Render the listing below as a numbered list, starting with the line containing "Tag the shirt" and continuing through the last line of the listing, both included. Omit blank lines and leave the pictures out.

----- Source material -----

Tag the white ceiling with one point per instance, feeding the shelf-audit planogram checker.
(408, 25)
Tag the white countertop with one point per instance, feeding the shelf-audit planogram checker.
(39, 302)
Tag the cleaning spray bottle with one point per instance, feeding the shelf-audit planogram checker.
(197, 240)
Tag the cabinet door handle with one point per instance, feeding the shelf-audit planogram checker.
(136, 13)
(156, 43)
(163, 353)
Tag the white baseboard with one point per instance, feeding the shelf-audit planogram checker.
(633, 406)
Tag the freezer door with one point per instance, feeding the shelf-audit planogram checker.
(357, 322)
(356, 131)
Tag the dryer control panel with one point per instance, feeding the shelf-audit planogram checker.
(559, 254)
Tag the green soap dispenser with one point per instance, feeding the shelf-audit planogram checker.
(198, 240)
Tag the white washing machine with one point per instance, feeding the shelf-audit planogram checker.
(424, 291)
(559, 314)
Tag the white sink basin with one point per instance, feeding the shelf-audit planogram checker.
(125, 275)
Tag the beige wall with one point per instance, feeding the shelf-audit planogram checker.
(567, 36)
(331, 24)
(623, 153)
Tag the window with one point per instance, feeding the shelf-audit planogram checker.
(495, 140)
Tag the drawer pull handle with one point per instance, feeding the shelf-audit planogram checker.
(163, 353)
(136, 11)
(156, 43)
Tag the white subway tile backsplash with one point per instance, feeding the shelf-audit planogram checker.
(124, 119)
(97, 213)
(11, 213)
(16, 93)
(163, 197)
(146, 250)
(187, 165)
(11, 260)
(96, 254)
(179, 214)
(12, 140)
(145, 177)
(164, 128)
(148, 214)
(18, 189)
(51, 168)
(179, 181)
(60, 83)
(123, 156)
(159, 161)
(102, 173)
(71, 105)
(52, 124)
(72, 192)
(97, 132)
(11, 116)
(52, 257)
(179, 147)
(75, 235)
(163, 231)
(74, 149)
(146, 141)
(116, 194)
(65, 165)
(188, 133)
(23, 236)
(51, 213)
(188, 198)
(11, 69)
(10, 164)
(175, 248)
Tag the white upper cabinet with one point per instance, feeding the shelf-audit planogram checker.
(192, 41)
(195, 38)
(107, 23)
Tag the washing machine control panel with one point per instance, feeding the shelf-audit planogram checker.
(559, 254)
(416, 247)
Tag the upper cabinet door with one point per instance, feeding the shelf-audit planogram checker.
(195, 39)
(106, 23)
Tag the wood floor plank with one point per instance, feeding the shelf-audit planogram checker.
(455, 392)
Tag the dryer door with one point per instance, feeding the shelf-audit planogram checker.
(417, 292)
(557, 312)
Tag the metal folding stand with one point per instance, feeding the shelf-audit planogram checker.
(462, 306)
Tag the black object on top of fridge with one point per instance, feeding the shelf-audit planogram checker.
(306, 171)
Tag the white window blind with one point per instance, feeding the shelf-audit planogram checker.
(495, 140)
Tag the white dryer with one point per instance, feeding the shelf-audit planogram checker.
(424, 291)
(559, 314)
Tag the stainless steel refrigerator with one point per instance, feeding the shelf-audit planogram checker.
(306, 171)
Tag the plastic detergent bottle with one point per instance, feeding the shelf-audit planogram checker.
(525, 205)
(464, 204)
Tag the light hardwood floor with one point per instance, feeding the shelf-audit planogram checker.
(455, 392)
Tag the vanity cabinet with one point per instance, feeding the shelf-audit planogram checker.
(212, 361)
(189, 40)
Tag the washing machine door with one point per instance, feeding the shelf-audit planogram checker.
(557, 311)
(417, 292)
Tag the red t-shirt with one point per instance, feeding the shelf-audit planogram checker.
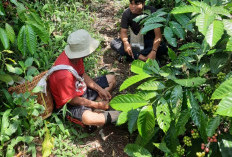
(62, 82)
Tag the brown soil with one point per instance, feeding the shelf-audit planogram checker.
(111, 140)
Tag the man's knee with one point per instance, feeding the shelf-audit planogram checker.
(111, 80)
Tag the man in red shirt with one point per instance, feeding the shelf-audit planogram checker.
(66, 89)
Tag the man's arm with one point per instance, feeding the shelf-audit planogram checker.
(88, 103)
(91, 84)
(127, 46)
(156, 44)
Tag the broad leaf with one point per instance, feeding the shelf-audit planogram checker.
(172, 55)
(137, 67)
(185, 9)
(220, 10)
(182, 120)
(184, 21)
(151, 85)
(146, 121)
(225, 106)
(154, 20)
(191, 82)
(194, 45)
(22, 41)
(122, 118)
(229, 45)
(31, 39)
(177, 29)
(213, 125)
(218, 61)
(203, 22)
(225, 145)
(149, 27)
(4, 38)
(214, 33)
(223, 90)
(132, 80)
(132, 120)
(162, 146)
(177, 94)
(168, 34)
(10, 33)
(136, 151)
(127, 102)
(15, 70)
(228, 26)
(2, 11)
(163, 116)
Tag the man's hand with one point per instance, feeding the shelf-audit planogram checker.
(104, 94)
(104, 105)
(128, 49)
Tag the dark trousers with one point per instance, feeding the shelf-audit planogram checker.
(118, 46)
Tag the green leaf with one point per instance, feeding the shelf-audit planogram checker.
(186, 9)
(182, 120)
(168, 34)
(214, 33)
(177, 29)
(122, 118)
(220, 10)
(225, 145)
(6, 78)
(22, 42)
(194, 45)
(176, 95)
(137, 67)
(48, 144)
(218, 61)
(203, 22)
(149, 27)
(213, 125)
(172, 55)
(138, 18)
(146, 121)
(229, 45)
(162, 146)
(29, 62)
(132, 119)
(132, 80)
(191, 82)
(2, 11)
(127, 102)
(15, 70)
(163, 116)
(136, 151)
(31, 39)
(184, 21)
(151, 85)
(4, 38)
(10, 32)
(154, 20)
(228, 26)
(225, 106)
(40, 31)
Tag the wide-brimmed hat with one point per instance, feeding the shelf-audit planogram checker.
(80, 44)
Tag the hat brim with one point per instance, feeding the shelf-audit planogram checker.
(93, 45)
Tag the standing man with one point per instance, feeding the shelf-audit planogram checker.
(152, 39)
(72, 86)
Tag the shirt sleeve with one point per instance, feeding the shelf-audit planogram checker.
(125, 19)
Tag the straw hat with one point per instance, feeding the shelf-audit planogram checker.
(80, 44)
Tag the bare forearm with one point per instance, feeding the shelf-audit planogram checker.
(90, 83)
(83, 102)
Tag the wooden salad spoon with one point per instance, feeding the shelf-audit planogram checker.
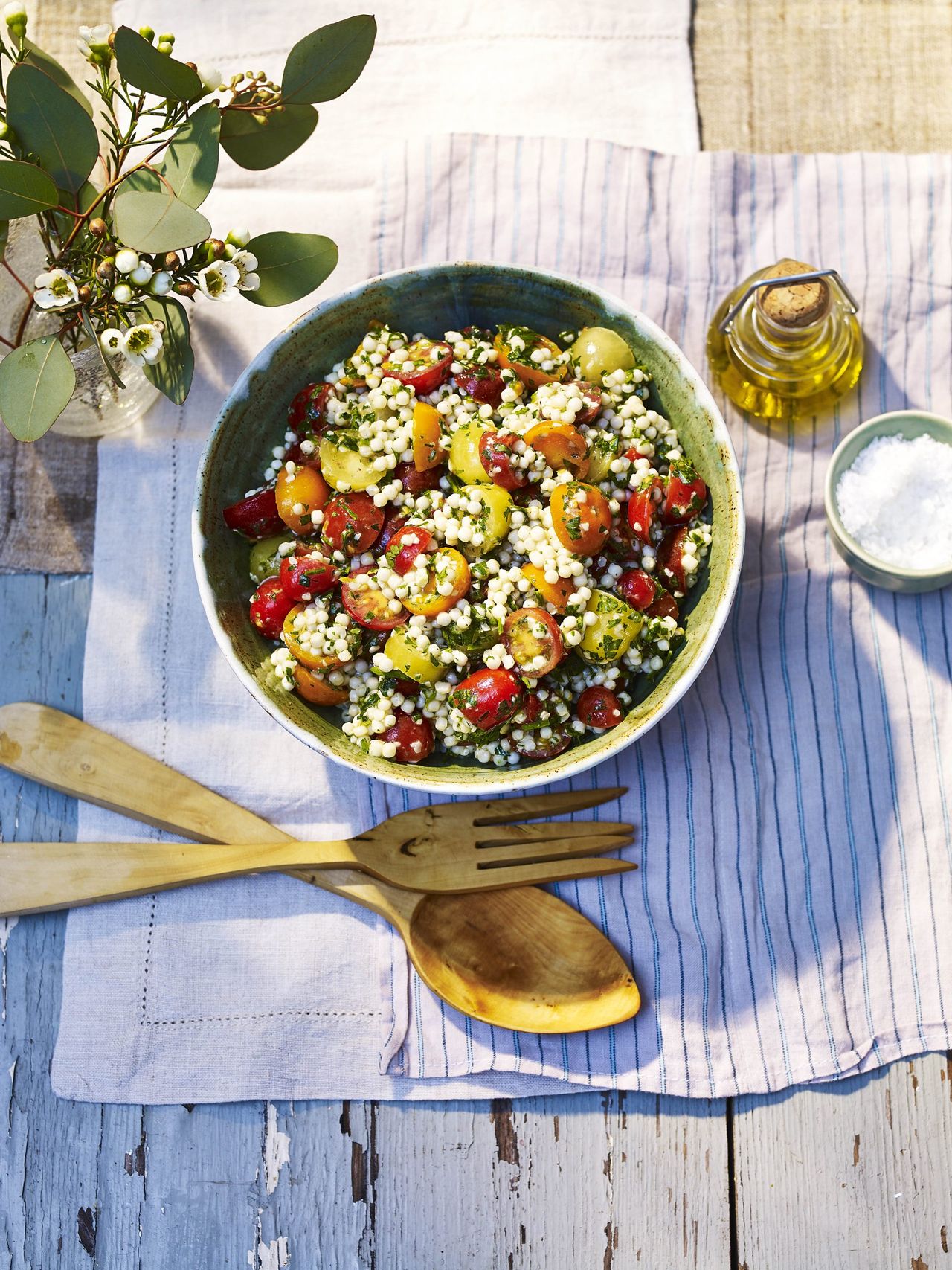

-----

- **Answer for this exercise**:
1. Tag the shirt sleeve with one point per instance, feeding the shelf-audit planogram checker.
2. (125, 19)
3. Tag the straw hat with one point per instance, feeding the shelf-audit planogram checker.
4. (80, 44)
5. Tag the bare forearm with one point per instance, feeding the shelf-audit planogram checker.
6. (90, 83)
7. (83, 102)
8. Tag the wooden salad spoon with one point per instance, feeding the shelf-audit planogram checker.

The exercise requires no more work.